Your task is to repeat each record verbatim, exactly as it was written.

═════ Dataset records

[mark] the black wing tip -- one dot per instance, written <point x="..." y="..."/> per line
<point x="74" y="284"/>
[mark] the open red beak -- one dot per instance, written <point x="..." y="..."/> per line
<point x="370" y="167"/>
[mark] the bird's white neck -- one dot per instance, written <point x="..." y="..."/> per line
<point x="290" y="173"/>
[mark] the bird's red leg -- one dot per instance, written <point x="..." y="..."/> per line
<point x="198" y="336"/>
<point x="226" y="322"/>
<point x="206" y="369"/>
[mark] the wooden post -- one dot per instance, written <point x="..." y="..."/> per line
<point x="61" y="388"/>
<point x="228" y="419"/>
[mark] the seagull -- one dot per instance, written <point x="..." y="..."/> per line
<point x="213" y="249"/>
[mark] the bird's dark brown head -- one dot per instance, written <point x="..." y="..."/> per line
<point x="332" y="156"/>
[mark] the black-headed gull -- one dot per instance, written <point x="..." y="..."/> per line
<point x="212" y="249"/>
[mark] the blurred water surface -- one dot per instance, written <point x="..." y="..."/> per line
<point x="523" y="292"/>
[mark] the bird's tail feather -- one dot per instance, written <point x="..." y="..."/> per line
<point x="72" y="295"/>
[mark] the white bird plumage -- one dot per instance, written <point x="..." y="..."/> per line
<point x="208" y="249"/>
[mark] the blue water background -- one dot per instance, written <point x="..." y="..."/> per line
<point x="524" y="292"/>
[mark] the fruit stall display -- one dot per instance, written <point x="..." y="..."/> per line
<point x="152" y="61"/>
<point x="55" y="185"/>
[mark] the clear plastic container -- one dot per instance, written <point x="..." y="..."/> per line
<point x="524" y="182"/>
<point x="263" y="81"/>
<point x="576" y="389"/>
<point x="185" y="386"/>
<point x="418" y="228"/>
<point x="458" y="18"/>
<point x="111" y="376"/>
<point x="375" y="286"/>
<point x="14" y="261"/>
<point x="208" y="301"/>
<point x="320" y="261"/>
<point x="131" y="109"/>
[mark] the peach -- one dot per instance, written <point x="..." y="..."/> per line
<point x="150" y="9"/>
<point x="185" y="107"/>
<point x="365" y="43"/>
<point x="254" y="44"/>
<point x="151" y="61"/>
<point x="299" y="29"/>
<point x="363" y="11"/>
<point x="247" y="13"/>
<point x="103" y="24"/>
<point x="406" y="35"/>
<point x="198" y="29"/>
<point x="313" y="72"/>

══════════

◆ Written solution
[mark] the black wing tip -- one dot per instance, written <point x="..." y="..."/> per line
<point x="74" y="284"/>
[mark] the open red beak -- one dot per instance, written <point x="..." y="..."/> per line
<point x="370" y="167"/>
[mark] the bird's white neck -- one dot per instance, written <point x="..." y="..."/> per line
<point x="290" y="173"/>
[mark] the bird's red leg -- one dot per instance, written <point x="..." y="..."/> per line
<point x="198" y="336"/>
<point x="226" y="322"/>
<point x="206" y="369"/>
[mark] the wooden post -- one dot per instance, written <point x="..." y="..."/> per line
<point x="61" y="388"/>
<point x="228" y="419"/>
[mark] the seagull -- one dot per instance, written <point x="..." y="..."/> per line
<point x="213" y="249"/>
[mark] the bird's dark brown head -- one dot per instance, written <point x="..." y="..."/> per line
<point x="332" y="156"/>
[mark] the black-headed gull -- one dot per instance, written <point x="..." y="..."/> per line
<point x="212" y="249"/>
[mark] the blurred water surface -- one dot per instance, written <point x="..." y="..."/> per line
<point x="523" y="292"/>
[mark] the bird's tail feather -- one dot per instance, written <point x="..." y="..."/> per line
<point x="72" y="295"/>
[mark] the white bird plumage -- one dot per instance, written <point x="..." y="..."/> per line
<point x="208" y="249"/>
[mark] the blue water background -- one dot per instance, written <point x="..." y="..."/> per line
<point x="524" y="292"/>
[mark] the fruit stall display -- one dot per instance, written <point x="..." y="..."/> per line
<point x="152" y="61"/>
<point x="55" y="185"/>
[mark] the clear plastic container -- one dot per instance, written <point x="..." y="..."/> per line
<point x="524" y="182"/>
<point x="263" y="81"/>
<point x="576" y="389"/>
<point x="185" y="386"/>
<point x="418" y="228"/>
<point x="458" y="18"/>
<point x="111" y="376"/>
<point x="375" y="286"/>
<point x="14" y="261"/>
<point x="208" y="301"/>
<point x="320" y="261"/>
<point x="131" y="109"/>
[mark] the peach -- one dot per instance, written <point x="..." y="..."/> per line
<point x="150" y="9"/>
<point x="185" y="107"/>
<point x="365" y="43"/>
<point x="254" y="44"/>
<point x="151" y="61"/>
<point x="299" y="29"/>
<point x="363" y="11"/>
<point x="247" y="13"/>
<point x="103" y="24"/>
<point x="406" y="35"/>
<point x="198" y="29"/>
<point x="313" y="72"/>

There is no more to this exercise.